→ **WRITTEN TASK**
Extract each line of the entries that contains the string "lemon", matching case exactly.

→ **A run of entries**

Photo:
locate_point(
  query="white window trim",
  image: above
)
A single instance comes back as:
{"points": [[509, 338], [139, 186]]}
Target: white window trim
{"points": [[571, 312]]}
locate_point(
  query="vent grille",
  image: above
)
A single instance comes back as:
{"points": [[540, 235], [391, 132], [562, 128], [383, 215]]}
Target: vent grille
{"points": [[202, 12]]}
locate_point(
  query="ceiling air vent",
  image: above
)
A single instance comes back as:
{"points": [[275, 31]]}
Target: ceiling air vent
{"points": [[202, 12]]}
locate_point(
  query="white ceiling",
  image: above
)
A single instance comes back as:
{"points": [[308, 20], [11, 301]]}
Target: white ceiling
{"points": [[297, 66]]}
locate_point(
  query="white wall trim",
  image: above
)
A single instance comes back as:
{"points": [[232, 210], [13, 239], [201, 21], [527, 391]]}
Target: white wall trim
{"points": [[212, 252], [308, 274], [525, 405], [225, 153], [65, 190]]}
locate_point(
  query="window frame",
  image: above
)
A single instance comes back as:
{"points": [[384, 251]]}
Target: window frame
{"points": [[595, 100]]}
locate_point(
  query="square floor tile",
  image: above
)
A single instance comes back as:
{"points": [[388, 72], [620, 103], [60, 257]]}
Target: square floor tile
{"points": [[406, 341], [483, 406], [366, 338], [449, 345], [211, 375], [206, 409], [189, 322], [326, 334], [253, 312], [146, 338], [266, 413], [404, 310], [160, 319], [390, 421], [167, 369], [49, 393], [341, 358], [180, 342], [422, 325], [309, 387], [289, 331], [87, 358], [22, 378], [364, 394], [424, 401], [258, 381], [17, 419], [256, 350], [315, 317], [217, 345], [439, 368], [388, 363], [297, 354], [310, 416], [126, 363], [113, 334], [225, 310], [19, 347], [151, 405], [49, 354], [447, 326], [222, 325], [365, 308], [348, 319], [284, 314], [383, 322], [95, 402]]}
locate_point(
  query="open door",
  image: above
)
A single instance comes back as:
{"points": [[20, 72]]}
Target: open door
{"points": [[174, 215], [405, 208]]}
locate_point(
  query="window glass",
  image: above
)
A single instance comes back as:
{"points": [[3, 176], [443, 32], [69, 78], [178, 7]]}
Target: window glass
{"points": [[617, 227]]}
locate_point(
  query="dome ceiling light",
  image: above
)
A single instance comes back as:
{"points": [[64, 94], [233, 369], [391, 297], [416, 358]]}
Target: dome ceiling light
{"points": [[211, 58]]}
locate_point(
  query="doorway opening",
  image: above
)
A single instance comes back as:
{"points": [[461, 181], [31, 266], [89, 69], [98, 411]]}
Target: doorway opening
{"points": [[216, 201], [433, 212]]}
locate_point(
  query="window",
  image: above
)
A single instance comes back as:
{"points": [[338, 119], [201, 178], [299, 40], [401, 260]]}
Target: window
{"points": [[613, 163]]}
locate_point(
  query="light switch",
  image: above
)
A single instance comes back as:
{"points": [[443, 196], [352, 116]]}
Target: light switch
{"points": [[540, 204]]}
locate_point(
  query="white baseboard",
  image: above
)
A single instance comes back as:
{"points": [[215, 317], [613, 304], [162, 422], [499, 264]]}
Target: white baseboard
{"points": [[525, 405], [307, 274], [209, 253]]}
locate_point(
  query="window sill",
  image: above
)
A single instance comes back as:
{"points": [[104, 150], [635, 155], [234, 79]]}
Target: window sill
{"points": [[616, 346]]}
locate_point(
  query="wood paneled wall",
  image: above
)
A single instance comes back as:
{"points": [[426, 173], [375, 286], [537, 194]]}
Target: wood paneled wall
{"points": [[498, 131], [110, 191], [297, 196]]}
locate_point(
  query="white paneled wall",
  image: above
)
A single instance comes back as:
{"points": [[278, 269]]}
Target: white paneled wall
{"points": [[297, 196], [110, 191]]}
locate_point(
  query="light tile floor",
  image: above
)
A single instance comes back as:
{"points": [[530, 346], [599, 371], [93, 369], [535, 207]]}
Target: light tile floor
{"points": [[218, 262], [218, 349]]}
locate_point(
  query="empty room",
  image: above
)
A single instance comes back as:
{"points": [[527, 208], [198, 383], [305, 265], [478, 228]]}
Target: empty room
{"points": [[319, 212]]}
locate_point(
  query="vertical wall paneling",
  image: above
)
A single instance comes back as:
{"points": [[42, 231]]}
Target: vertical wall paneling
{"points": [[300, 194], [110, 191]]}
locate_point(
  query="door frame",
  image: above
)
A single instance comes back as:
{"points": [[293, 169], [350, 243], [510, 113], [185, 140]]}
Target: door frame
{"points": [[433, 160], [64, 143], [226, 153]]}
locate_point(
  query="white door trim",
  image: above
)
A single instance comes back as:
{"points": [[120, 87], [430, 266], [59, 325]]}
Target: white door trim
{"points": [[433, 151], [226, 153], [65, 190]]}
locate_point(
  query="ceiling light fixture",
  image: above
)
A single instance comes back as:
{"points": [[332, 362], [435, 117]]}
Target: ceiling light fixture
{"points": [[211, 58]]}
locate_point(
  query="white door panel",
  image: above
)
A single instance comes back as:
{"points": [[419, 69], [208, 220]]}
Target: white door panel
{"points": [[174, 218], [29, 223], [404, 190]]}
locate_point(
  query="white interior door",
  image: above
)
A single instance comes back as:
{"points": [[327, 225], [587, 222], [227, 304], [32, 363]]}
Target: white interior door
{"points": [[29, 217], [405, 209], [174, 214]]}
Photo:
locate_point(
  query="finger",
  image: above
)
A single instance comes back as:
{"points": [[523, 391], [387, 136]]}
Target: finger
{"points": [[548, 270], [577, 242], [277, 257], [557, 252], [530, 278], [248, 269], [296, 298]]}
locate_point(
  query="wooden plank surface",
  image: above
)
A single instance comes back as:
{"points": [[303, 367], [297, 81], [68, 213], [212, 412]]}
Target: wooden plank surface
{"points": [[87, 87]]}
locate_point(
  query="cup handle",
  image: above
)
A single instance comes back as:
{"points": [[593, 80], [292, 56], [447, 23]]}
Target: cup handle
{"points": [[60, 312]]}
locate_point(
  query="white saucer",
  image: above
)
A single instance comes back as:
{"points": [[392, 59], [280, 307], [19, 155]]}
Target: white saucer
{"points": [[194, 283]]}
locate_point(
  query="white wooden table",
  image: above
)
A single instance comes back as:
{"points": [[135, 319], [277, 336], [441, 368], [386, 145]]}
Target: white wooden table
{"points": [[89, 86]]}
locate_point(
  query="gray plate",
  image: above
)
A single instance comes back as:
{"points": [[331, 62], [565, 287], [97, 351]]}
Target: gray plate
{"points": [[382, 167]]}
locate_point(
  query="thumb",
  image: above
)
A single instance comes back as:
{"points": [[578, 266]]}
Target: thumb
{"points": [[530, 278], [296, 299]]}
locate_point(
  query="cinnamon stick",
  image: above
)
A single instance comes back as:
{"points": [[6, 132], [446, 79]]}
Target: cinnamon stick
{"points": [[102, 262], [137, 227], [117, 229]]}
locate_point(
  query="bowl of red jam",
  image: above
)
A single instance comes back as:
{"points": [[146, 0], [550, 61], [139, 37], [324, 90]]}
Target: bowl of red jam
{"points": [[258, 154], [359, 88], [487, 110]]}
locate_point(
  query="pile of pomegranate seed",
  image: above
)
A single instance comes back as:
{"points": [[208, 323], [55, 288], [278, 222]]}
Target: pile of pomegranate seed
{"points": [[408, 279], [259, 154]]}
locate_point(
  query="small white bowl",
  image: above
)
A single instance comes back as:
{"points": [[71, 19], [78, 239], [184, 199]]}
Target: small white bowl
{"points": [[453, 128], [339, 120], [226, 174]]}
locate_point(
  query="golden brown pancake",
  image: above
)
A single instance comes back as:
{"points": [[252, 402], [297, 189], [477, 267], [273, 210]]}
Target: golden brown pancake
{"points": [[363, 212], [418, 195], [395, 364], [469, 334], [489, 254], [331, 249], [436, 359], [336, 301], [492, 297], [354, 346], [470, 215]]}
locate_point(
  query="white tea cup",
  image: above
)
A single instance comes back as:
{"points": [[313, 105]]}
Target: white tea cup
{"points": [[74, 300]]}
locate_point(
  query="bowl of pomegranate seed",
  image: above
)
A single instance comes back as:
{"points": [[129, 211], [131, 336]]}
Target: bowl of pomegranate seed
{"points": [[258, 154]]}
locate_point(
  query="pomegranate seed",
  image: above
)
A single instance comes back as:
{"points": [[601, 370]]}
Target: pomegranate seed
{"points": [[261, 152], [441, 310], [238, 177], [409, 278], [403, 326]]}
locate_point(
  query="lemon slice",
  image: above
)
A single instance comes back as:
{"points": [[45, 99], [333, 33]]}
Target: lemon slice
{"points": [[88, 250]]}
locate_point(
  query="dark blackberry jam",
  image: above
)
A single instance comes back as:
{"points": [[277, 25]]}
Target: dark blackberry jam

→ **WORKED SOLUTION**
  query="lemon slice",
Target: lemon slice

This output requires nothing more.